**TASK GOAL:** Copy out all of the material. Every line must match the original.

**SOURCE DATA:**
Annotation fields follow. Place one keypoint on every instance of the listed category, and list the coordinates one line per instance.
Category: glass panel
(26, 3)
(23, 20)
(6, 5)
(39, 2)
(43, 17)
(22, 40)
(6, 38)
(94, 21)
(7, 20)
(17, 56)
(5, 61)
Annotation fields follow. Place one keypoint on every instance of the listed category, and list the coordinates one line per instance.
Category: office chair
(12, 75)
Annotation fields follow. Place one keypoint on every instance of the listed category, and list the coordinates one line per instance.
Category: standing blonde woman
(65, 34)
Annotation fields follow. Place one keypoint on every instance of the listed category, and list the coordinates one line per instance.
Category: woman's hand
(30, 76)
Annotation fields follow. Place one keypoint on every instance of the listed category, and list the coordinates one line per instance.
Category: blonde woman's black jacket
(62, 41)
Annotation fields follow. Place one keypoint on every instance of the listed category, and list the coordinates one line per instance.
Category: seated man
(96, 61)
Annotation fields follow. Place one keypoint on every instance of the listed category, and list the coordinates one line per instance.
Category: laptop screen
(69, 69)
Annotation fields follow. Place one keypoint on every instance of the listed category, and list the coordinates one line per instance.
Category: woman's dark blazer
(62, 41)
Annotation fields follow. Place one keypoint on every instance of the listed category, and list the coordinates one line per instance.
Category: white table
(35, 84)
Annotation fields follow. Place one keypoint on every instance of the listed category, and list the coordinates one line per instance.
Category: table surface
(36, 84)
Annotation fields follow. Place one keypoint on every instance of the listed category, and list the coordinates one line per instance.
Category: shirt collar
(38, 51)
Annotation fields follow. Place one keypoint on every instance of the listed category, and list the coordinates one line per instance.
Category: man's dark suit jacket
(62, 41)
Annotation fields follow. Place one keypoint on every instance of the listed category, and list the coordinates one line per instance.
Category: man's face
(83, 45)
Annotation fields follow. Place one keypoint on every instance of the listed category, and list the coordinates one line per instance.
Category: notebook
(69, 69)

**YOUR SOLUTION:**
Annotation fields follow. Place one keypoint on every instance of the listed category, and list the coordinates one line per instance.
Category: glass panel
(26, 3)
(23, 20)
(6, 5)
(39, 2)
(43, 17)
(22, 40)
(6, 38)
(94, 21)
(7, 20)
(17, 56)
(5, 61)
Annotation fields follow. Place one keypoint on every instance of the listed category, and list the coordinates one line per instance.
Category: office chair
(12, 75)
Annotation fields follow. Place one keypoint on every instance of the listed category, and list the coordinates one line per instance.
Category: standing blonde woman
(65, 34)
Annotation fields follow. Place one keypoint on every instance of the listed category, and list the coordinates one line per instance.
Category: woman's hand
(30, 76)
Annotation fields follow. Place one keypoint on every instance of the listed category, and list the coordinates one line per instance.
Category: blonde woman's black jacket
(62, 41)
Annotation fields follow. Place one keypoint on every instance of the listed category, and list the coordinates one line per instance.
Category: seated man
(96, 61)
Annotation fields follow. Place one keypoint on every instance of the listed category, and list the coordinates one line per instance.
Category: laptop screen
(69, 69)
Annotation fields follow. Place one keypoint on every instance of the listed category, and list the coordinates one line per instance.
Category: woman's dark blazer
(62, 41)
Annotation fields follow. Place one keypoint on every instance of the listed category, and list the coordinates one line per instance.
Category: white table
(35, 84)
Annotation fields follow. Place one keypoint on every instance of the listed category, and list the coordinates one line per instance.
Category: table surface
(36, 84)
Annotation fields follow. Place one keypoint on every instance of the listed category, and list the coordinates one line per instance.
Category: shirt collar
(38, 51)
Annotation fields follow. Place one keypoint on every instance of the listed category, and list the coordinates one line per instance.
Category: man's dark suit jacket
(62, 41)
Annotation fields follow. Place one keypoint on every instance of the listed category, and list the coordinates one line per instance.
Category: man's face
(83, 45)
Annotation fields follow. Place one keypoint on every instance of the listed category, and list the coordinates one line per instance.
Category: notebook
(69, 69)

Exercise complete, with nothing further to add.